## begin Material provided

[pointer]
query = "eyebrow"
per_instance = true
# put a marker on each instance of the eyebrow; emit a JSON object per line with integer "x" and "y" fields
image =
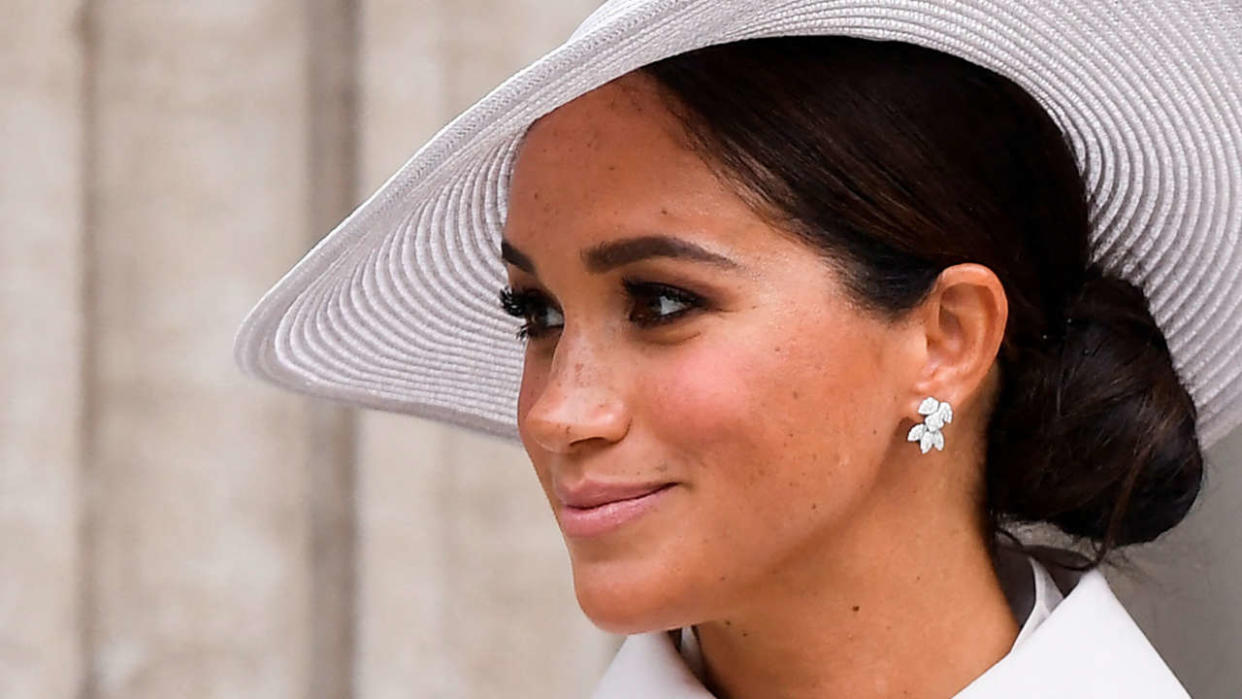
{"x": 610, "y": 255}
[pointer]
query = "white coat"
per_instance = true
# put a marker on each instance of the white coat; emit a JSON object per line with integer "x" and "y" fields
{"x": 1077, "y": 642}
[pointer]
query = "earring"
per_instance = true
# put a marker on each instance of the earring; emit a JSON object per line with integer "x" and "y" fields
{"x": 928, "y": 433}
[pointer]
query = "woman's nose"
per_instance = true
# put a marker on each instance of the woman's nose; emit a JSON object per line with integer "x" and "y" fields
{"x": 579, "y": 401}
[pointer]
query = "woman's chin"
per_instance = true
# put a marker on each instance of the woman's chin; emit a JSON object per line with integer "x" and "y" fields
{"x": 620, "y": 604}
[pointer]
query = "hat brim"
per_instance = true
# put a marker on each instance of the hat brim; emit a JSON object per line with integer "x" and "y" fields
{"x": 396, "y": 308}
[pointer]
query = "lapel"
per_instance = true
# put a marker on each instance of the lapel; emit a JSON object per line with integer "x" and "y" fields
{"x": 1086, "y": 647}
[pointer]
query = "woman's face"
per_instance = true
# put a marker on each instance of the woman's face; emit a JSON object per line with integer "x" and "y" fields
{"x": 678, "y": 342}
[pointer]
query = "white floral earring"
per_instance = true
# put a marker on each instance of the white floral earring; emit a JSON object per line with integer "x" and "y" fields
{"x": 928, "y": 433}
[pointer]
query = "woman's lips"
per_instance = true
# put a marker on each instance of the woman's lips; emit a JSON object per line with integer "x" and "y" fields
{"x": 580, "y": 522}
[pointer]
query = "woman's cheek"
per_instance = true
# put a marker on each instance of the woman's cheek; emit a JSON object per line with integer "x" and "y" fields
{"x": 702, "y": 394}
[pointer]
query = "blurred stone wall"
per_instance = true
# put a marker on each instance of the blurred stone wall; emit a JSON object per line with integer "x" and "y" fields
{"x": 169, "y": 528}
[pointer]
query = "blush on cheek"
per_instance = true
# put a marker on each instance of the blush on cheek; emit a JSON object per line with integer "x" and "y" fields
{"x": 704, "y": 394}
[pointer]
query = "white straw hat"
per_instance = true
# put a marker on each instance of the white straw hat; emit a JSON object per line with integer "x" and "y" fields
{"x": 396, "y": 308}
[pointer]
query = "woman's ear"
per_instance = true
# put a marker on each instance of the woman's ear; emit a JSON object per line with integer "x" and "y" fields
{"x": 963, "y": 320}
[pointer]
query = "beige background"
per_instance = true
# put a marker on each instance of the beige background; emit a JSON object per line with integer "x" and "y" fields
{"x": 169, "y": 528}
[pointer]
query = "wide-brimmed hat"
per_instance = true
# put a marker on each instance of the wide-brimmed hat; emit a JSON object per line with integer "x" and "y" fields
{"x": 396, "y": 308}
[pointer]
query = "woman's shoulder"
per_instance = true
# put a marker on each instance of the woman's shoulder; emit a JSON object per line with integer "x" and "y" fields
{"x": 1083, "y": 643}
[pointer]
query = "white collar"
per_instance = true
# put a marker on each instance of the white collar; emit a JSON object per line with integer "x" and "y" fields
{"x": 1077, "y": 641}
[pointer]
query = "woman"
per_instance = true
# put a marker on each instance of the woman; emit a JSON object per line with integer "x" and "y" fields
{"x": 806, "y": 319}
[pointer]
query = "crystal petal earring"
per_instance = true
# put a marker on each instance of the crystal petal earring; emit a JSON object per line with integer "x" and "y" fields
{"x": 937, "y": 414}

## end Material provided

* Set problem
Set down every entry word for word, but omit the pictures.

* Written solution
[pointer]
query = "eyebrow"
per_instance = true
# put a marker on each instance of the eyebrow; emit a JSON object per line with integer "x" and "y" fields
image =
{"x": 610, "y": 255}
[pointer]
query = "white coat"
per_instance = true
# put a marker on each instance of the white coat; emit a JSON object per line with integer "x" and "y" fields
{"x": 1077, "y": 642}
[pointer]
query = "earring"
per_instance = true
# put a marker on each instance of the earring; emit a JSON object per line with integer "x" and "y" fields
{"x": 928, "y": 433}
[pointer]
query = "woman's nose"
per_instance = true
# put a marker on each instance of the woman's nose; emit a JSON object per line with integer "x" and "y" fields
{"x": 579, "y": 401}
[pointer]
query = "woman's chin"
per_instance = true
# put a marker on each instance of the woman's chin; emit a JSON object per line with integer "x" and "y" fields
{"x": 620, "y": 604}
[pointer]
query = "hat brim"
per_instance = true
# put a marker on each instance of the hat brim; emit a JSON object per line with integer "x" and "y" fields
{"x": 396, "y": 308}
[pointer]
query = "lapel"
per_instance = true
# put a marker on each instance of the lapel; emit a JSON object per line with integer "x" and "y" fields
{"x": 1086, "y": 647}
[pointer]
query = "woman's face"
per_instance = true
# put a marker on each instance of the woman's face; emit a JSON object per line with integer "x" and "y" fields
{"x": 678, "y": 342}
[pointer]
query = "white floral earring"
per_instance = true
# put a marker on each instance of the white floral earring; emit a JSON object per line with integer "x" and "y" fields
{"x": 928, "y": 433}
[pointer]
query = "woman's lips"
per_instance = true
# put a marker on each instance of the woman's lips; emit a JSON object per line with integer "x" and "y" fields
{"x": 580, "y": 522}
[pointer]
query = "woman's cheek"
per_instance = true
# put a marker on each instance of the woman's cheek; emit a JSON object per line with integer "x" and "y" fields
{"x": 702, "y": 394}
[pointer]
query = "blurred stone wall"
per_instance = true
# put a marker on each instance of the blurred stone wall; emit a JSON object per line with integer "x" and "y" fields
{"x": 169, "y": 528}
[pointer]
query = "blush on cheek"
per_instance = true
# put a marker on each instance of the blush on cheek; emit a JSON object per line with integer "x" and "y" fields
{"x": 704, "y": 394}
[pointer]
query = "white straw hat"
per_instance = true
# put a marker on each instance of the white straw hat; emit a JSON object per line with integer "x" and "y" fields
{"x": 396, "y": 308}
[pointer]
query = "woman's ear"
per_instance = true
# put a marker on each instance of the woman's ear; emit a JSON object per line with integer "x" and "y" fields
{"x": 963, "y": 320}
[pointer]
query = "beige background"
per_instance = true
# put a marker on each instance of the beige background; emit a JSON object per line with integer "x" and "y" fields
{"x": 169, "y": 528}
[pointer]
query = "wide-brimmed hat"
per_instance = true
# put a marker on each instance of the wide-brimmed hat; emit a JSON object per line with integer "x" and "y" fields
{"x": 396, "y": 308}
[pointer]
query = "woman's shoulder"
per_instance = true
# put a marker on each instance of the woman's shoulder; emit a JSON object per line with integer "x" and "y" fields
{"x": 1083, "y": 643}
[pointer]
query = "white collar"
per_instance = true
# put a marker on each instance of the white collar; emit a JSON object per line with integer "x" and "y" fields
{"x": 1077, "y": 641}
[pointer]
query = "woman"
per_instance = true
# put a marker on each instance of the woman; emit a JSON object per line with integer "x" and "y" fields
{"x": 806, "y": 319}
[pointer]
query = "crystal petal earring"
per_instance = true
# put a marker on each instance of the crystal petal earring; emit a JSON object per line with integer "x" and "y" fields
{"x": 937, "y": 414}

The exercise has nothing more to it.